Yağ Embolisi Retinopatisi

Yağ embolisi sendromuna bağlı gelişen retinopatidir.6 Özellikle pelvis ve alt ekstremite gibi büyük ya da uzun kemik kırıklarından sonra sıktır. Sistemik embolizasyonla giden bir tablo olup, lipid homeostaz bozuklukları söz konusudur. Belirtiler, 24-48 saat içinde ortaya çıkar.

Muayenede, intravasküler yağ embolisine bağlı retinada yumuşak eksüdalar, intraretinal kanamalar, santral retina arter tıkanıklığı ya da retinal mikroinfarktlar izlenir. Altta yatan durumun düzeltilmesi tedavide gereklidir. Sendromun tedavisiyle retinal lezyonlar düzelirken bazen kalıcı skotomlar gelişebilir. Ayırıcı tanıda Purstcher sendromu düşünülmelidir.7 YES sistemik bir embolizasyon tablosu olmasına karşın Purtscher sendromu sadece göz embolileri ile karakterizedir.6

Sarsılmış Bebek Sendoromu

Bir diğer adı Whiplash shaken infant syndrome olan sarsılmış bebek sendromu (SBS), ebeveynlerin ya da diğer yetişkinlerin çocukları sarsmalarına bağlı olarak ciddi oküler travma, retina kanaması, sistemik yaralanmalarla giden bir sorundur.10 SBS’de çocuklar ciddi intrakraniyal travmalar sonucu acil servise koma halinde getirilebilir. Bilinci açık çocuklarda görsel objelere ilgisizlik, düşük görme keskinliği, nöbet, büyümede yavaşlama, halsizlik kusma, solunum sıkıntısı saptanabilir. Çocukta eksternal travma işaretleri her zaman bulunmayuabilir. Periorbital ekimoz, göz kapağı kesisi, subjonjonktival kanama, korneal abrazyon, hifema, iris sfinkter kesisi, katarakt intraretinal-preretinal-subretinal kanamalar saptanabilir. Retinal katlantı (vitreus çekintisine bağlı) retinoskizis, vitreus hemorajisi, optik disk ödemi, retina diyalizi ve önceki travmadan kalan koryoretinal skar görülebilir.

# # # # # # #

Yapılacak işlem: Yukarıdaki sayfa alıntısında "Yağ Embolisi Retinopatisi" ifadesinden başlayıp "içinde ortaya çıkar." ifadesine kadar uzanan bölümün tamamını hiç değiştirmeden yeniden verin.

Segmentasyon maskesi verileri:
# # # # # # #

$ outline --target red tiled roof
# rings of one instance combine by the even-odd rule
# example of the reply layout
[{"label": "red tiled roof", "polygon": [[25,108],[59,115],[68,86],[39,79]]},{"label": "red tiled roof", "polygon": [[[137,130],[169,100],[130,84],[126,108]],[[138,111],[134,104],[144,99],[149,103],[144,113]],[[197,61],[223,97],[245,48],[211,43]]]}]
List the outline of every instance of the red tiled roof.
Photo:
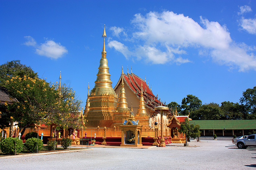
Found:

# # # # # # #

Tamamlanan görev:
Yağ Embolisi Retinopatisi

Yağ embolisi sendromuna bağlı gelişen retinopatidir.6 Özellikle pelvis ve alt ekstremite gibi büyük ya da uzun kemik kırıklarından sonra sıktır. Sistemik embolizasyonla giden bir tablo olup, lipid homeostaz bozuklukları söz konusudur. Belirtiler, 24-48 saat içinde ortaya çıkar.